Extracted text START
I read recently that parenting is simultaneously celebrating accomplishments and milestones, while grieving each stage that is left behind. In the fall, London and Quinn will start kindergarten. May brought with it preschool graduation...one step closer to those long days where their giggles fill classroom walls instead of the Pink Door House.

Bittersweet.

When I was first diagnosed with Inflammatory Breast Cancer, I read that the average life expectancy was 33 months. The girls' first day of school came instantly to mind as the First Big Thing they might experience without a Mommy. I resolved to not allow that.

And here I am. Still standing.

I missed the last day of preschool...I was in Spokane following up with the cardiologist. I share my feelings about that at the end of this graduation video, in a special message to my baby girls.

The follow up was everything we hoped to hear. The break from treatment, in combination with heart medication (a beta blocker and ace inhibitor), raised my ejection fraction from 49 to 62, the level where I was performing early in my diagnosis, and improved the strain on my heart. The cardiologist supports my return to treatment, and expressed his desire to partner closely with my oncologist to fine tune the exact right balance of medications to keep my heart healthy and breast cancer from returning.

Last week I received a loading (higher) dose of herceptin. My oncologist wants to hold off on perjeta for now...essentially easing back into treatment rather than assaulting my heart following the break.
Extracted text END
Data under study START
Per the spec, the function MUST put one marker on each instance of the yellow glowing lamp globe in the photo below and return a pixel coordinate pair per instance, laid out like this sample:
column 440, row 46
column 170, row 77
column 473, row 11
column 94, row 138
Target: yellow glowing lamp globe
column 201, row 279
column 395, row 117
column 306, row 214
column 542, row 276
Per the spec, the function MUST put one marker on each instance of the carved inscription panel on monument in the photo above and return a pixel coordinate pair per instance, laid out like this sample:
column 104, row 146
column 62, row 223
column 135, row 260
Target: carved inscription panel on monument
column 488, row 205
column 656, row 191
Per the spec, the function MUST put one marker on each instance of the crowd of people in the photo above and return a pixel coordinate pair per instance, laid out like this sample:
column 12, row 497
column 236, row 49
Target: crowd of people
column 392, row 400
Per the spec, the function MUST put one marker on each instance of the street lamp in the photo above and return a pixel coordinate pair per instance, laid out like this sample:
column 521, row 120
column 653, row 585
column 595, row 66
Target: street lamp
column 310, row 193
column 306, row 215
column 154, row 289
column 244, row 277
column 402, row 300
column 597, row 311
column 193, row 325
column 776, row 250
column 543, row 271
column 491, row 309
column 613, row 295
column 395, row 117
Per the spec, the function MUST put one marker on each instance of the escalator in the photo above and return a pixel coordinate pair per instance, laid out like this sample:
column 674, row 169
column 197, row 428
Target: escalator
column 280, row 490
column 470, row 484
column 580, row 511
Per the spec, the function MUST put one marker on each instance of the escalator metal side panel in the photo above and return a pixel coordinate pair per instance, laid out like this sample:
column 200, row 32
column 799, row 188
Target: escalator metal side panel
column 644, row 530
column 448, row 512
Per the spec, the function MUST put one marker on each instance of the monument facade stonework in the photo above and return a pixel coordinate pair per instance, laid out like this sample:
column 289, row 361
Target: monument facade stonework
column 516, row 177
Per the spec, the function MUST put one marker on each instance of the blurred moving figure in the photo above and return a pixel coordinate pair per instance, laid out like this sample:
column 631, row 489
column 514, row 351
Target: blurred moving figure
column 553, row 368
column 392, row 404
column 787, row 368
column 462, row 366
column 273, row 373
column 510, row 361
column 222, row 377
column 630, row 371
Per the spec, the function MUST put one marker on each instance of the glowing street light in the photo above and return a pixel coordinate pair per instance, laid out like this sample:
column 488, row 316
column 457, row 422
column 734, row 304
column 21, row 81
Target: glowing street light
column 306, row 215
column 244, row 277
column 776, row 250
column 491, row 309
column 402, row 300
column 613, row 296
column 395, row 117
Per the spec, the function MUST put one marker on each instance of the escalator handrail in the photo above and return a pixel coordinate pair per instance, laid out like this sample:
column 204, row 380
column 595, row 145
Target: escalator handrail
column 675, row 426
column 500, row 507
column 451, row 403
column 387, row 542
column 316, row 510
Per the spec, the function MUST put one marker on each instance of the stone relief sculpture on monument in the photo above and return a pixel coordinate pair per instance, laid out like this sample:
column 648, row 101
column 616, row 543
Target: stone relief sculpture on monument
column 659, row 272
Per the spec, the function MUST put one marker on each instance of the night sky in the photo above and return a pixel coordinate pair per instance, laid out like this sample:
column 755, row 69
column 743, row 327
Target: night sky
Data under study END
Task requirements:
[1] Which medications does the breast cancer update mention? List every one.
[2] Copy the breast cancer update from "I read recently" up to and including "my baby girls.".
The items have nothing to do with the breast cancer update.

Results for each task:
[1]
beta blocker
ace inhibitor
herceptin
perjeta

[2]
I read recently that parenting is simultaneously celebrating accomplishments and milestones, while grieving each stage that is left behind. In the fall, London and Quinn will start kindergarten. May brought with it preschool graduation...one step closer to those long days where their giggles fill classroom walls instead of the Pink Door House.

Bittersweet.

When I was first diagnosed with Inflammatory Breast Cancer, I read that the average life expectancy was 33 months. The girls' first day of school came instantly to mind as the First Big Thing they might experience without a Mommy. I resolved to not allow that.

And here I am. Still standing.

I missed the last day of preschool...I was in Spokane following up with the cardiologist. I share my feelings about that at the end of this graduation video, in a special message to my baby girls.